_WHAT IS EXPECTED:_ Count the lines in the material below that contain the string "frame". Reply with the number alone.

-*-

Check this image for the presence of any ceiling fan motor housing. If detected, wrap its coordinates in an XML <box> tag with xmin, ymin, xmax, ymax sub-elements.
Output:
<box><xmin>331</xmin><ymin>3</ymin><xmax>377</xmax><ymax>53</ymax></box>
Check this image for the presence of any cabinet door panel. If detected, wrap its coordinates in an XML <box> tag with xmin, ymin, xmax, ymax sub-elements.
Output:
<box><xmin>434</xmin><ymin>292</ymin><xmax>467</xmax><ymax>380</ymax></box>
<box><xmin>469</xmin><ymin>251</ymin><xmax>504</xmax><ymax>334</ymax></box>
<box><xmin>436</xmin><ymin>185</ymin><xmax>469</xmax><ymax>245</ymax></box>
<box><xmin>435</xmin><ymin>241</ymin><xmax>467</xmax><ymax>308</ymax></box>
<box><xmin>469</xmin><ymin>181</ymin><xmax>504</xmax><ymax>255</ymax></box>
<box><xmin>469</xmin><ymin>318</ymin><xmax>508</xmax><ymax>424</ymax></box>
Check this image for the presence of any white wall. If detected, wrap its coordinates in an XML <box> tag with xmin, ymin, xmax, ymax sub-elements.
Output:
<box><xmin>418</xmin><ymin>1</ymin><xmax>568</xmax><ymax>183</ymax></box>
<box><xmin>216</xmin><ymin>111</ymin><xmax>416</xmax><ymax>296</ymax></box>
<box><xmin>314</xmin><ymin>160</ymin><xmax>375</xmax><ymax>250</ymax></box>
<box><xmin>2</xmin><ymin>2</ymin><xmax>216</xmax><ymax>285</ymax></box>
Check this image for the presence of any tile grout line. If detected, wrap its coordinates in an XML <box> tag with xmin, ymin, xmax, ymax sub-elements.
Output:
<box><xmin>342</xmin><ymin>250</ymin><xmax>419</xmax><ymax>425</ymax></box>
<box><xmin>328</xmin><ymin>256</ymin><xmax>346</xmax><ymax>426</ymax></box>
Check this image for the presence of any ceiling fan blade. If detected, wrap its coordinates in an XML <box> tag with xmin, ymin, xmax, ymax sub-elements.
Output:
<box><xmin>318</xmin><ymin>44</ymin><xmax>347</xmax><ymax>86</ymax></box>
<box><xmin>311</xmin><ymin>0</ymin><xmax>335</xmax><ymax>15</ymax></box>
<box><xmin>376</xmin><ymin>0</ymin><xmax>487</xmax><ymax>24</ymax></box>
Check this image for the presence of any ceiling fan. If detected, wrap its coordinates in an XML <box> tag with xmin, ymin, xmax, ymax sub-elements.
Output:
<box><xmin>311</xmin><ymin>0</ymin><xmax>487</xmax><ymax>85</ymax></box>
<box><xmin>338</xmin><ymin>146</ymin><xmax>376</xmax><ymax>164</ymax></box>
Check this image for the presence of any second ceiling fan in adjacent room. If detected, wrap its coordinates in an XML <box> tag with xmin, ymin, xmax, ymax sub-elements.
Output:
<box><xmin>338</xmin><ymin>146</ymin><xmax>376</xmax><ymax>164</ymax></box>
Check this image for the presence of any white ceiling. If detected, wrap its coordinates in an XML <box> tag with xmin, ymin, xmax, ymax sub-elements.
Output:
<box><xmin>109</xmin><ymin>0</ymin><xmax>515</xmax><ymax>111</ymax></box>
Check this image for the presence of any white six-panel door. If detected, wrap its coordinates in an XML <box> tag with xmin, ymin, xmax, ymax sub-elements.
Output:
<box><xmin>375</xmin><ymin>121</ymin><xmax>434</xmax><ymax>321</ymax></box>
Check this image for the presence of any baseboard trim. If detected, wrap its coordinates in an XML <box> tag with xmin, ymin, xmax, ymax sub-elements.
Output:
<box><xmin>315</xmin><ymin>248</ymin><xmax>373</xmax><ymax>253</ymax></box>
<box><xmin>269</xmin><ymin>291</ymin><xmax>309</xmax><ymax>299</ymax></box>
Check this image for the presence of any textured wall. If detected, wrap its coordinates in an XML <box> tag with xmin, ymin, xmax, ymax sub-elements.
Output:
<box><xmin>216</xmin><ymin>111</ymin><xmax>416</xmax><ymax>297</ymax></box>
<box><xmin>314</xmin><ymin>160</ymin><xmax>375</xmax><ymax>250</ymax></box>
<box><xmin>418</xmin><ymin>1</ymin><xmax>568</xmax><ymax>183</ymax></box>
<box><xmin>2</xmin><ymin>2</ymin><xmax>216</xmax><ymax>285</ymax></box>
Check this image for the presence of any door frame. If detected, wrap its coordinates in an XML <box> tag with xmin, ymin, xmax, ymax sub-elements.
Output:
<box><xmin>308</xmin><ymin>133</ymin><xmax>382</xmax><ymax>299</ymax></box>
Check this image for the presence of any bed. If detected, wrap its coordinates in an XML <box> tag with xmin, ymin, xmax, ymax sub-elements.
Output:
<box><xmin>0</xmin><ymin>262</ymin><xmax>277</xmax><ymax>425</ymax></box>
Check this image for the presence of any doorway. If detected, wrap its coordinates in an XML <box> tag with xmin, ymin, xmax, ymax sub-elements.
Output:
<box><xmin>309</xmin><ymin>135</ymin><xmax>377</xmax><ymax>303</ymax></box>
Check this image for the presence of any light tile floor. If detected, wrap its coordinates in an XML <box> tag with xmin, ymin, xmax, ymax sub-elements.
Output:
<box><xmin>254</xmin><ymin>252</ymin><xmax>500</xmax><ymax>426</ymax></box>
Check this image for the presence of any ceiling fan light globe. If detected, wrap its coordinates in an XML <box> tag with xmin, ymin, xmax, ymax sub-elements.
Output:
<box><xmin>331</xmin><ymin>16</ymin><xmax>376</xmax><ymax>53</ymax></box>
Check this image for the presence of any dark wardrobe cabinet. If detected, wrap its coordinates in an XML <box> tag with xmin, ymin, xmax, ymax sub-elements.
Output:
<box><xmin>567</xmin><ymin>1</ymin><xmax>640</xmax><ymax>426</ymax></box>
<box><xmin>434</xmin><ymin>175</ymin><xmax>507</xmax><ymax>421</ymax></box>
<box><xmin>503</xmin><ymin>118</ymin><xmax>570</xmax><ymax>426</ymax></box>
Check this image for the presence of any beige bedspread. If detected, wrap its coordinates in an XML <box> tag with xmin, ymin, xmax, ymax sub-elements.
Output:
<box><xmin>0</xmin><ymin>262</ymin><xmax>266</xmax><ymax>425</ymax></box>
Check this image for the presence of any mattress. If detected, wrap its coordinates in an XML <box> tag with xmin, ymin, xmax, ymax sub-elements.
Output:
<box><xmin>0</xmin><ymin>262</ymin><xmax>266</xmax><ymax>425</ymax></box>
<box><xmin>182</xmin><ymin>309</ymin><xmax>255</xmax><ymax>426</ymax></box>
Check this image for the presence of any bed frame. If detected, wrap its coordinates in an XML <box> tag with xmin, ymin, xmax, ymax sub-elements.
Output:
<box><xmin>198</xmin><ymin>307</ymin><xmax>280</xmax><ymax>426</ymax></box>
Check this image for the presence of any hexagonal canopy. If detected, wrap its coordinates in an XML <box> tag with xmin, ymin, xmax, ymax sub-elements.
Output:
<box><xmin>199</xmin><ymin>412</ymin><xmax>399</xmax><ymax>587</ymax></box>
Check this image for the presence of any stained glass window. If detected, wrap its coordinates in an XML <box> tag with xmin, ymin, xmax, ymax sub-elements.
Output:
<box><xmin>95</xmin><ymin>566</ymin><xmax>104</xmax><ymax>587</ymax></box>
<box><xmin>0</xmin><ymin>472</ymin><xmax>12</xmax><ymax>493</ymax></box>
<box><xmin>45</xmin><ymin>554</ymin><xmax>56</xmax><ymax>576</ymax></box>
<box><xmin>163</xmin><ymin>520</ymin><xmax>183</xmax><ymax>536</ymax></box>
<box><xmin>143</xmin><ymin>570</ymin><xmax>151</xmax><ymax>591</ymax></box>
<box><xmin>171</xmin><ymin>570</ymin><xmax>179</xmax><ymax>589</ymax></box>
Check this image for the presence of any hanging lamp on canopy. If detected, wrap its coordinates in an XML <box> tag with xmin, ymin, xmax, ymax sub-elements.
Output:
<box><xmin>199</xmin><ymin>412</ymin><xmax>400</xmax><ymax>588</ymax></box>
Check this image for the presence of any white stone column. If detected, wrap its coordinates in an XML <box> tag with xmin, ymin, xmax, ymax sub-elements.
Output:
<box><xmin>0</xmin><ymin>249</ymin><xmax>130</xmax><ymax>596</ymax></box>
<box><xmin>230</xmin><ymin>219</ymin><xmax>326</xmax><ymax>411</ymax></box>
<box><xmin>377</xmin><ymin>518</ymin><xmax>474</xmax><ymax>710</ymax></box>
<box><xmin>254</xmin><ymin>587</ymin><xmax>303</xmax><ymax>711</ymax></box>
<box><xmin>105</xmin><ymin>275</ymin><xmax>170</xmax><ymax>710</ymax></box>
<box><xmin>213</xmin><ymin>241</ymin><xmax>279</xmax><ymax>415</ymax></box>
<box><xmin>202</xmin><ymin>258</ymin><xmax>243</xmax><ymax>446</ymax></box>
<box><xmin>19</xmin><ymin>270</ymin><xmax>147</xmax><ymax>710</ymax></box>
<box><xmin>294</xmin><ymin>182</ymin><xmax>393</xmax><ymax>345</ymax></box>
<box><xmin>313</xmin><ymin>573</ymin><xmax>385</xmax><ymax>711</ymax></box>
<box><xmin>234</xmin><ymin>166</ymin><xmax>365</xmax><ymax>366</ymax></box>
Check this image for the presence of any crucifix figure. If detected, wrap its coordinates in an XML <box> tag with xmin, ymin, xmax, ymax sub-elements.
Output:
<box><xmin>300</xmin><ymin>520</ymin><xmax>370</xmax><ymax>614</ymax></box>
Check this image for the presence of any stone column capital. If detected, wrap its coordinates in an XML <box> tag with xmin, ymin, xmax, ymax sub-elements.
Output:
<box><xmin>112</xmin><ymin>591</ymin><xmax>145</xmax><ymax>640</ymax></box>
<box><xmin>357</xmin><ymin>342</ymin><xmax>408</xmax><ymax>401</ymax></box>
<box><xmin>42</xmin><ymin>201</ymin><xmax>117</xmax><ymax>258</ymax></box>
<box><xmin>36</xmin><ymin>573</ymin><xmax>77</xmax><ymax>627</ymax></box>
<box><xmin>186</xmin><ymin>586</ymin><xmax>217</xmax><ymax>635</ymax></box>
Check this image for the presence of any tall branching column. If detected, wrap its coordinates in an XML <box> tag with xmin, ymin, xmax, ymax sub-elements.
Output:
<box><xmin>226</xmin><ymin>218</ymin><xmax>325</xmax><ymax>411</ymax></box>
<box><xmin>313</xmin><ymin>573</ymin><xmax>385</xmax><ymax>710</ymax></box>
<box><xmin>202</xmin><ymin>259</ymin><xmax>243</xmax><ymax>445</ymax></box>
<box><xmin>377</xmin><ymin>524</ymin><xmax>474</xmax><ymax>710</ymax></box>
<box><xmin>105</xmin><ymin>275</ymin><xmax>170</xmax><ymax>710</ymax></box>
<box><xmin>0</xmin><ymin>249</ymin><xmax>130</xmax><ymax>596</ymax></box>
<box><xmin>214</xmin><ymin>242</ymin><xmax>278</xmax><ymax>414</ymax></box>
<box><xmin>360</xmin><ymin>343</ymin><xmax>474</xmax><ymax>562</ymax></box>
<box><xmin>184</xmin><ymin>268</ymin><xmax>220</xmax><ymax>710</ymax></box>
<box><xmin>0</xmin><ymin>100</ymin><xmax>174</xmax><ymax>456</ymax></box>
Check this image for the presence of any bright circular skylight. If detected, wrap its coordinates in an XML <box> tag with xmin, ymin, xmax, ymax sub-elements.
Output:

-*-

_SOLUTION TO THE EXERCISE:_ 2